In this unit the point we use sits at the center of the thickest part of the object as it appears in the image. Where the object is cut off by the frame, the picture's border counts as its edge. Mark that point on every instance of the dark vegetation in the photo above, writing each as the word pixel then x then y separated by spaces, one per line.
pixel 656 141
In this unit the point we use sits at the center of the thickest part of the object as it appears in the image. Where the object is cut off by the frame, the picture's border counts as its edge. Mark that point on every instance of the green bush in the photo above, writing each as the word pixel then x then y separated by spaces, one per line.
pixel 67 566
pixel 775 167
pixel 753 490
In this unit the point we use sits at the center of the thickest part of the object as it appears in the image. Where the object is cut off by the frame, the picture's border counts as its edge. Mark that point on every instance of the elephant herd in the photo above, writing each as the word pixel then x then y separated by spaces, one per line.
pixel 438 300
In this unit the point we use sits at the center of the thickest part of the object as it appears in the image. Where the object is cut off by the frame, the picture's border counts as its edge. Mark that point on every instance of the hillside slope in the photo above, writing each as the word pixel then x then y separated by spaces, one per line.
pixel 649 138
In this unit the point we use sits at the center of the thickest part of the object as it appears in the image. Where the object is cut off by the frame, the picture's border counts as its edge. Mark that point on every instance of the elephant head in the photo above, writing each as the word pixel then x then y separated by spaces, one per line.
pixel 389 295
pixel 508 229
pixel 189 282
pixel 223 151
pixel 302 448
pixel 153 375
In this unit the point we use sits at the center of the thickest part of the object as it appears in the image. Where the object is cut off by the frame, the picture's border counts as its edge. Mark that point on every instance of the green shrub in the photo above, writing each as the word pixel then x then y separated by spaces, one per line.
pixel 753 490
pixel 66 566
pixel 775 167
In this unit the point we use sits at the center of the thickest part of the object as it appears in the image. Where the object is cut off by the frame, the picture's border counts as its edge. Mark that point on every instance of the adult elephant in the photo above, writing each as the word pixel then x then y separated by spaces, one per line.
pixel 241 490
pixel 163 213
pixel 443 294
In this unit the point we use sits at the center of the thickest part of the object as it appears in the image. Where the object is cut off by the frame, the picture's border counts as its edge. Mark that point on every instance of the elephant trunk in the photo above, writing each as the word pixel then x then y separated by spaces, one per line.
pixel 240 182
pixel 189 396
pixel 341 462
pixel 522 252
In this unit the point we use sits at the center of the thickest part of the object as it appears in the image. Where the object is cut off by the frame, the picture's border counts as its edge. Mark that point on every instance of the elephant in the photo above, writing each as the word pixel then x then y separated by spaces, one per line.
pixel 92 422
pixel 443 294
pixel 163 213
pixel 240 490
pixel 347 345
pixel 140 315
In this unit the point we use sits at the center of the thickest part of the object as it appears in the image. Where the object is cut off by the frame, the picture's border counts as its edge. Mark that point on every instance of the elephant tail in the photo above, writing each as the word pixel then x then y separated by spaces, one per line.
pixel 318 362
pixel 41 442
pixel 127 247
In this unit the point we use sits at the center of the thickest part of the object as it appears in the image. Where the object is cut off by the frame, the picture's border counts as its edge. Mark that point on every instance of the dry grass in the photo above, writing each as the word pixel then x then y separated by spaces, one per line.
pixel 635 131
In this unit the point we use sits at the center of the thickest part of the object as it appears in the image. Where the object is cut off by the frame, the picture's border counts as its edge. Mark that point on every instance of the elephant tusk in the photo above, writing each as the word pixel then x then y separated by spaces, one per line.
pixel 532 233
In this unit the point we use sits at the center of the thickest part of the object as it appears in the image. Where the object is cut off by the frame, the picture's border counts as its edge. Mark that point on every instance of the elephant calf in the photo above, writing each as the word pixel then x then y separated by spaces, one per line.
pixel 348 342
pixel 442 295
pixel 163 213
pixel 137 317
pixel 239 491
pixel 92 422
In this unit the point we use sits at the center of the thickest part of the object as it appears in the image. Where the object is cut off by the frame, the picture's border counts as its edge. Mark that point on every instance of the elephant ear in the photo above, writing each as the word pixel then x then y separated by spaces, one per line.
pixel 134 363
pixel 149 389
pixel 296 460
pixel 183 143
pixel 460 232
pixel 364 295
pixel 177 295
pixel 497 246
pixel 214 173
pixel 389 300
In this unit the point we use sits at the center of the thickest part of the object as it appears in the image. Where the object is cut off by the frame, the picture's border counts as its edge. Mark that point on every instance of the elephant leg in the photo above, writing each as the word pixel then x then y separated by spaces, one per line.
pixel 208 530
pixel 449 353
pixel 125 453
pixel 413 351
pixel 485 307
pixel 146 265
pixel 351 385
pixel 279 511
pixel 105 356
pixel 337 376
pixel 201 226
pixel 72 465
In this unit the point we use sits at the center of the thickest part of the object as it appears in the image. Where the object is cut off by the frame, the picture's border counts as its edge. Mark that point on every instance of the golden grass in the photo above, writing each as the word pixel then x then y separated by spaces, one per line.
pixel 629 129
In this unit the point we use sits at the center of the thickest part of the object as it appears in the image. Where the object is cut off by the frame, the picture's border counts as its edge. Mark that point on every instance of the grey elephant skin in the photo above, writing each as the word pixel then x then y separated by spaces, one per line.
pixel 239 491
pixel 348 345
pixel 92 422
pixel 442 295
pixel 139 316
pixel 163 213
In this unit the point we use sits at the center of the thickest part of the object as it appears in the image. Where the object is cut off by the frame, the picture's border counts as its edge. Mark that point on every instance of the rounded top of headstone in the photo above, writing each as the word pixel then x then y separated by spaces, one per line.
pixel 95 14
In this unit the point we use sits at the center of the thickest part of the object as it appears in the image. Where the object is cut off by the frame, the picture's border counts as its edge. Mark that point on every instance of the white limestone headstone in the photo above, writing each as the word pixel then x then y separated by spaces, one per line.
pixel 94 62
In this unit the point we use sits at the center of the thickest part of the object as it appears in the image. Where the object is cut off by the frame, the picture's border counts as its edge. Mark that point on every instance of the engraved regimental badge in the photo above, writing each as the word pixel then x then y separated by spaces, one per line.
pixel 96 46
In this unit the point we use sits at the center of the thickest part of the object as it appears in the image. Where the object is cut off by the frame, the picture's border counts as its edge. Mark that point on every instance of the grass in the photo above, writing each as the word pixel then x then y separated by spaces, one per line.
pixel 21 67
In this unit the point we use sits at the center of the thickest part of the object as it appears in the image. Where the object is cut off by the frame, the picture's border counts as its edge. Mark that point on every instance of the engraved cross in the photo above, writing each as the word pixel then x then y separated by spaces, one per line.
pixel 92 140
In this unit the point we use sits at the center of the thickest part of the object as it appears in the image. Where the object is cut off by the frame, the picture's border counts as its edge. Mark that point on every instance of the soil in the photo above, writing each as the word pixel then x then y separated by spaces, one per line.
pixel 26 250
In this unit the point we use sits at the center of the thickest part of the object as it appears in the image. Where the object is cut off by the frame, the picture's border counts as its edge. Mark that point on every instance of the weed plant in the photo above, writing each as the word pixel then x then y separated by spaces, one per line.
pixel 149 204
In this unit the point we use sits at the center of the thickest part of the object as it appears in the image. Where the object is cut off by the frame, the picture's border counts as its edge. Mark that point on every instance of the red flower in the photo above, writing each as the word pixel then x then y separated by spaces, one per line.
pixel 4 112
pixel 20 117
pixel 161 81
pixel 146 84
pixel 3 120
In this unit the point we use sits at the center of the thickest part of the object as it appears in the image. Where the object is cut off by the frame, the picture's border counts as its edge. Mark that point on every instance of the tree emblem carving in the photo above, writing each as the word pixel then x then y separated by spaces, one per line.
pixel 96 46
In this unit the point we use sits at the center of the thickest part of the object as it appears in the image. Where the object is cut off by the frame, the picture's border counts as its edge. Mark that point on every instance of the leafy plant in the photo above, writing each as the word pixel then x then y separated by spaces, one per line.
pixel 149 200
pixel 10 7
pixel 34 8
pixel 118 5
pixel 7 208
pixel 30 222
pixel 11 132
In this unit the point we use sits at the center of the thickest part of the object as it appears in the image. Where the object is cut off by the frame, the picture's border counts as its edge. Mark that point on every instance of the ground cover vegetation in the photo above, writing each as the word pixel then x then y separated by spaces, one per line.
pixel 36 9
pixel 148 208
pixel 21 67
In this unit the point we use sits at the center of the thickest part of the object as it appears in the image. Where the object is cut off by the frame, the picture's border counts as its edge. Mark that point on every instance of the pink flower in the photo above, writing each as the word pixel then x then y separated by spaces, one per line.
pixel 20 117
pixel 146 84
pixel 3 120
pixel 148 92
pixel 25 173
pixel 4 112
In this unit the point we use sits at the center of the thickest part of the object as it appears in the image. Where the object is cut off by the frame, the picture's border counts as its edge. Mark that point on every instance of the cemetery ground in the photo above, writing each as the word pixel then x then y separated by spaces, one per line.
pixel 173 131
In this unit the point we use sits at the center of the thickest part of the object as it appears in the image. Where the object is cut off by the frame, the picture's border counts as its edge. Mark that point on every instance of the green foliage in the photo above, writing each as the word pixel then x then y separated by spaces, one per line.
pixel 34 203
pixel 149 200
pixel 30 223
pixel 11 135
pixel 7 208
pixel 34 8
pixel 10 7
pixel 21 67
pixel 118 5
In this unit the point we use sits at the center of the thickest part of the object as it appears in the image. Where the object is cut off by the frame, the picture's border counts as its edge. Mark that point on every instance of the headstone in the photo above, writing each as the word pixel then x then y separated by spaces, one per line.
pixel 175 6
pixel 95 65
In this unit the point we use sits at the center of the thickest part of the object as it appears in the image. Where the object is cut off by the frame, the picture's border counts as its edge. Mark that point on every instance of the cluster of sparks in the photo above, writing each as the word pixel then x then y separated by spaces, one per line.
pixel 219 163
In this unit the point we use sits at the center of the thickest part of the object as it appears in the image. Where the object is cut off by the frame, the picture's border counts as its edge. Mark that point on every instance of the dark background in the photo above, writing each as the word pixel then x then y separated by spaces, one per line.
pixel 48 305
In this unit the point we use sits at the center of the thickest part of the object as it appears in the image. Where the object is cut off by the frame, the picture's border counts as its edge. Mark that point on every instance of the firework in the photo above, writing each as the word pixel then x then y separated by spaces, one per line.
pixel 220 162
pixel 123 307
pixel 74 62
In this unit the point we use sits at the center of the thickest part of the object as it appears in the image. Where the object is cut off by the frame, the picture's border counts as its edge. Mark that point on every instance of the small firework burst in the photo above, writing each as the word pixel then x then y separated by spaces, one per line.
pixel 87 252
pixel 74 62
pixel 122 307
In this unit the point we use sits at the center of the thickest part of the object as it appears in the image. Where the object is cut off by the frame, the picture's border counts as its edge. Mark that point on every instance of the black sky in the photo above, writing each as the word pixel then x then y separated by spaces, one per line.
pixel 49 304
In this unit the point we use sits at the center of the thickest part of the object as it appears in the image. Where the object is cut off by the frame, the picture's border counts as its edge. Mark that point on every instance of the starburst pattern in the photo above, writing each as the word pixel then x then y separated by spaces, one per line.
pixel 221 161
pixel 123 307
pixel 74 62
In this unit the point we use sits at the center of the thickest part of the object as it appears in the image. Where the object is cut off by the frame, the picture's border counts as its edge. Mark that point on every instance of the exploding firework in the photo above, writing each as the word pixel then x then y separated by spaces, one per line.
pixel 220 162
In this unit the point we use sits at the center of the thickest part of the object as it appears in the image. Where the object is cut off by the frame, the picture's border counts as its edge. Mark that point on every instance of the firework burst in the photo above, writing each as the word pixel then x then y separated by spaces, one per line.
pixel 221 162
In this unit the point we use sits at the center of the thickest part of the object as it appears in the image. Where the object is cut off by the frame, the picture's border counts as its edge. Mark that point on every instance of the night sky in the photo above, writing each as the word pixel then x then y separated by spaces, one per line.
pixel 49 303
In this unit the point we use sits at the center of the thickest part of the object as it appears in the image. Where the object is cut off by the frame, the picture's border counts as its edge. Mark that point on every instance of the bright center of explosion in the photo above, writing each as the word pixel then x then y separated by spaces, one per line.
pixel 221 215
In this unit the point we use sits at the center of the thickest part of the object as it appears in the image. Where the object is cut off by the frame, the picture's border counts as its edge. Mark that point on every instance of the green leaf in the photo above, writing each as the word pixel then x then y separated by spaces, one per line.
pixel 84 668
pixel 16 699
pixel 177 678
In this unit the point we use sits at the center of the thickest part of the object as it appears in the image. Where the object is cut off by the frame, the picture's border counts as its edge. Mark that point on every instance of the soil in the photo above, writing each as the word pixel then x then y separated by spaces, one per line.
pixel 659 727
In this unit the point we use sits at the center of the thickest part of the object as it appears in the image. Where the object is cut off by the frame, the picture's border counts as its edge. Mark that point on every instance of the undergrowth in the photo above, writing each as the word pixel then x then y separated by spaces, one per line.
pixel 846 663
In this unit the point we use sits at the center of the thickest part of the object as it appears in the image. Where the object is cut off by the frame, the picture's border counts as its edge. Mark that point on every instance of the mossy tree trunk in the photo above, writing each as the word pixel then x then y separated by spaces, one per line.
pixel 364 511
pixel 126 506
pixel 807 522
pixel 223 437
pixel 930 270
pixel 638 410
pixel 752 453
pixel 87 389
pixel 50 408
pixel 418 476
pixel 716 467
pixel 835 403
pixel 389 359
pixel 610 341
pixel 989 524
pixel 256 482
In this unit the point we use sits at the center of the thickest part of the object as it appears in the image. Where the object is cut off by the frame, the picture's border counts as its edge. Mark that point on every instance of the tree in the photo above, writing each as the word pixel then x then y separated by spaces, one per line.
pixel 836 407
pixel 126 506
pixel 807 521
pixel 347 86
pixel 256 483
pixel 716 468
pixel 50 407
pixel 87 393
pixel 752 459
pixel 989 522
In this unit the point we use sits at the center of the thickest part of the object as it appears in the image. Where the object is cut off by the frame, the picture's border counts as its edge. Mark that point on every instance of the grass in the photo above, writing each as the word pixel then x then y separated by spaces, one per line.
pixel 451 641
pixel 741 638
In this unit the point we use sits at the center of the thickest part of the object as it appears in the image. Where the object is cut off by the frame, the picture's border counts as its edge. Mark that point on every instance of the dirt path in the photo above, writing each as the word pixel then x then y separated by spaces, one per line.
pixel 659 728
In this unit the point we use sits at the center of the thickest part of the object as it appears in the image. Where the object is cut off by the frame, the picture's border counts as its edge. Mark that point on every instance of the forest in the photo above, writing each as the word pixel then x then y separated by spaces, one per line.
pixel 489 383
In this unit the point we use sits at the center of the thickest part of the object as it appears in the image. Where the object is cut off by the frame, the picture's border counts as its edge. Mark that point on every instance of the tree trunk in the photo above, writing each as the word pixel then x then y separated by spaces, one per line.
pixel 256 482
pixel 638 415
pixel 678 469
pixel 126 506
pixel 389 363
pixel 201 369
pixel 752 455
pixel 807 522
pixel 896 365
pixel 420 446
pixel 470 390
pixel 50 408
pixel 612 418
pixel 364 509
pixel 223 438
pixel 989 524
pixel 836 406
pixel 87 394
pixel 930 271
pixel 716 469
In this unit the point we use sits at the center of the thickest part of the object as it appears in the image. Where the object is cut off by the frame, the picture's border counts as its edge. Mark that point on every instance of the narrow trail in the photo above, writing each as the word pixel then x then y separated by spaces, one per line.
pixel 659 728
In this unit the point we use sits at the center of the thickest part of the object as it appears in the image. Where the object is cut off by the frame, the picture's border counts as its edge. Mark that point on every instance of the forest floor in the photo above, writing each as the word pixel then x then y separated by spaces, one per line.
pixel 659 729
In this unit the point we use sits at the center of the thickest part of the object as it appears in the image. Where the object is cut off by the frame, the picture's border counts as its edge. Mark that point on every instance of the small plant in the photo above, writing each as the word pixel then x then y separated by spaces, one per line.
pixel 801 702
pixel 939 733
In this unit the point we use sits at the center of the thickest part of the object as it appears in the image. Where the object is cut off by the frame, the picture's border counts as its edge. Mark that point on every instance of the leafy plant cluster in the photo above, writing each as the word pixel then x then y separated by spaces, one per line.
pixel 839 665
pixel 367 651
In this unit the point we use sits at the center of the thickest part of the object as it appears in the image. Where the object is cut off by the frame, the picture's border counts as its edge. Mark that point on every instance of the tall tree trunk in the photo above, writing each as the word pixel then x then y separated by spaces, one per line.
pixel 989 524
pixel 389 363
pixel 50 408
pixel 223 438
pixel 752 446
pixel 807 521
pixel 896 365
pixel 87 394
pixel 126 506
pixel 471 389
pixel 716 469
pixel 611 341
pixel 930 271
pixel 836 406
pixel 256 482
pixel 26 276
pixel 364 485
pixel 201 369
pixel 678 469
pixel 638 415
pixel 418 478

====

To do
Copy out, without any change, the rows above from the line containing "of the adult" through the line containing "pixel 140 315", including both of those lines.

Expected answer
In this unit the point we use sits at the center of the thickest part of the object as it appears in the image. Where the object is cut off by the frame, the picture's border counts as its edge. Mark that point on every instance of the adult elephant in the photo above, writing each as the word pixel then x then y separated by spaces, one per line.
pixel 241 490
pixel 163 213
pixel 443 294
In this unit the point we use sits at the center of the thickest part of the object as it appears in the image. Where the object is cut off by the frame, the picture's border counts as its edge. Mark that point on every instance of the elephant trunk in the photo above, writing each as the word pixel then x then y separated by spaces, one per line.
pixel 240 182
pixel 189 396
pixel 341 462
pixel 522 252
In this unit the point we use sits at the center of the thickest part of the object as it appears in the image. Where the object is cut off by the frame, the picture's border counts as its edge. Mark that point on every instance of the elephant in the photo above, writing each as the word pixel then x then y separated by spaces, one per line.
pixel 92 422
pixel 443 294
pixel 163 213
pixel 240 490
pixel 347 345
pixel 140 315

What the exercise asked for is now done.